**Requirements**
a – From the heat wave post, print the passage starting at "What a week" and ending at "till after midnight.".
b – In the heat wave post, what temperature did Seattle reach on Sunday?
c – Go on writing the forum post about the western Washington heat wave from where it stops.

** begin Excerpted text **

# HOT!



## sparks879 (Oct 17, 2007)

What a week western washington has been having. Our real highs usually hit around ninety to nintey five during the summer here. Sunday, Seattle was at 102 degrees. A record high! Today they are estimating 110 degrees by three o clock. My thermometor says 100 right now its quarter after one. We dont have air conditioning like people who get these highs on a yearly basis. We have fans set all over the place and im still sweating. Thinking about heading down to the water soon....The nights dont offer much relief last night it didnt get below ninety till after midnight.
My cats dont want to come in the house for good reason. Yesturday evening i put some ice cubes out on the deck and fizz my manx was rolling around on them. 
On top of that we are having whats known as a red tide. The seaweed on the east side of the island in blooming. The entire town of Freeland (where i live) smells like something died. and the weather isnt making things any better. when the tide heads out it leaves a large amount of the stuff on the beach, where it basically cooks in the hot sun.
I was watching the news at six, swamp coolers are sold out across western washington. They showed one of the local home depots putting out an entire pallet of fans, they were gone in less then twenty minutes. We have several fans going and are buying dry ice on a daily basis, to put in front of the fans. it makes a little cooler air. My brothers dug out one of my horse watering troughs when they got home from work and filled it with cold water just to sit in it. I saw one family on the news who didnt have a pool so they put a tarp in the bed of their truck and filled it with water. ******* swimming pool.

** end Excerpted text **
** begin Record set **

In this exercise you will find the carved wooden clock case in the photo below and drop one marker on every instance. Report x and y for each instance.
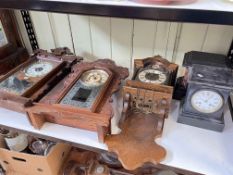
(82, 99)
(146, 104)
(210, 81)
(32, 79)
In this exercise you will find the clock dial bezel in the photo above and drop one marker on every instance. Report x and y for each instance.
(36, 81)
(95, 72)
(201, 109)
(143, 72)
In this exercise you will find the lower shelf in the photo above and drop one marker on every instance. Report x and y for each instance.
(189, 148)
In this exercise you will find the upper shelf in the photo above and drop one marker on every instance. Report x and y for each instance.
(201, 11)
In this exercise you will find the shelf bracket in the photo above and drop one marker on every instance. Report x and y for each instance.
(30, 30)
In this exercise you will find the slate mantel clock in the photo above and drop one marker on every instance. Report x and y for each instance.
(31, 80)
(210, 81)
(82, 99)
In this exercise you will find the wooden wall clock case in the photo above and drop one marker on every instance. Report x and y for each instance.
(11, 51)
(145, 106)
(28, 82)
(76, 103)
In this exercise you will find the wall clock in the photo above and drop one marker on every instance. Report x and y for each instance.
(209, 84)
(81, 99)
(155, 70)
(146, 104)
(11, 52)
(19, 87)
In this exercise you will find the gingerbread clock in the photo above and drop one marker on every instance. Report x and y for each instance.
(82, 99)
(29, 81)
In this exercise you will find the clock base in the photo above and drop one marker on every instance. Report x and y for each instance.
(201, 122)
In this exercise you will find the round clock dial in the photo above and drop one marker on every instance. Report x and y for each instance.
(206, 101)
(94, 77)
(38, 69)
(152, 76)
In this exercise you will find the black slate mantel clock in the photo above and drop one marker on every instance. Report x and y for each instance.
(210, 81)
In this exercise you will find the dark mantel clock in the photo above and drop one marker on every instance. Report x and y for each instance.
(210, 81)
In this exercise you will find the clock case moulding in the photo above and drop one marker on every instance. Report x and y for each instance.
(145, 107)
(206, 71)
(95, 118)
(12, 53)
(18, 102)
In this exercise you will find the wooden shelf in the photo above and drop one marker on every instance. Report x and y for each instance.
(189, 148)
(202, 11)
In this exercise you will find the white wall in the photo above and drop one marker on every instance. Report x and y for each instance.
(125, 39)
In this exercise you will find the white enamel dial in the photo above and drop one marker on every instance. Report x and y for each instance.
(152, 76)
(94, 77)
(38, 69)
(206, 101)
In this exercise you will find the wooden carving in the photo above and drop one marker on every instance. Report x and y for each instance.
(82, 99)
(141, 123)
(146, 104)
(27, 82)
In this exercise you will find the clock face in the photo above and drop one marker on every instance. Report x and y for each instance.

** end Record set **

**Answers provided**
a –
What a week western washington has been having. Our real highs usually hit around ninety to nintey five during the summer here. Sunday, Seattle was at 102 degrees. A record high! Today they are estimating 110 degrees by three o clock. My thermometor says 100 right now its quarter after one. We dont have air conditioning like people who get these highs on a yearly basis. We have fans set all over the place and im still sweating. Thinking about heading down to the water soon....The nights dont offer much relief last night it didnt get below ninety till after midnight.

b – 102 degrees, a record high.

c –
The local fire departments have set up cooling stations as well as their hoses out in parks for people to drench themselves in. The warmer weather has brought a couple of thunderstorms in and there was one big brush fire. Also a couple of power outages due to heat. 
Another problem they said were running into is community wells are getting really low. We had a little bit of rain last week but it wasnt enough to do much.
Well get through it though. we're finding ways.
beth


----------



## cdtrum (Aug 25, 2008)

Oh Beth......I feel for you guys.....My daughter lives out there, Yelm, she calls every day telling me how horrible it is and a lot of people out there don't have air conditioning......my daughter has a new home, but no central air....she has a nice window unit, but it keeps blowing the breaker trying to keep up. I was in Oklahoma last week visiting my sons family and it was 107! I have not felt temps like that since growing up in Dallas and I do not miss the summers down there. 
I pray ray: that relief comes to you guys soon.....when your not use to those kind of temps it is just awful.
Stay inside and cool, Denise


----------



## sweetgoats (Oct 18, 2007)

OH man, I am so sorry. We have really nice weather here. I rains everyday and things are green finally.

While we were at the County fair, we only had the air conditioner on once, normally it is every day.


----------



## AlaskaBoers (May 7, 2008)

wow! yeah that really must suck....or stink which ever. but that's like unbearable heat.

i'm getting pretty pissed at the weather here too. about 60F so its not cold, but its raining for three or four straight days, with a week more rain. the pens are very mucky and grrrrrr. 

the weather certainly has been weird throughout the nation


----------



## capriola-nd (Jul 6, 2008)

I was just about to post something about how stinkin' hot it is around here!!! I am hating it sooooo much! Today, it is supposed to be 106 and it hasn't been this hot here ever, or at least I can't remember it ever being this hot. It's awful. . . makes me not want to do anything but sit in front of the AC. 

It's supposed to cool down this weekend, just a bit, and then get cooler next week (90's, not that cool). But of course, I am leaving for Rome on Sunday and it'll probably be super hot over there. Yeah. :roll:


----------



## Dreamchaser (Oct 30, 2008)

LOL! From Arizona, @ a comfortable 102.... 

That sounds terrible. I know how it can be. One day I'm going to move up to the North West, and I'm getting an air conditioner just for that reason! It doesn't happen up there that often, but when it does it is miserable! And speaking of miserable, it's that way down here too. Only, we have the cooking stink of horse poo/pee blowing up here.

Dayna


----------



## nancy d (Oct 5, 2007)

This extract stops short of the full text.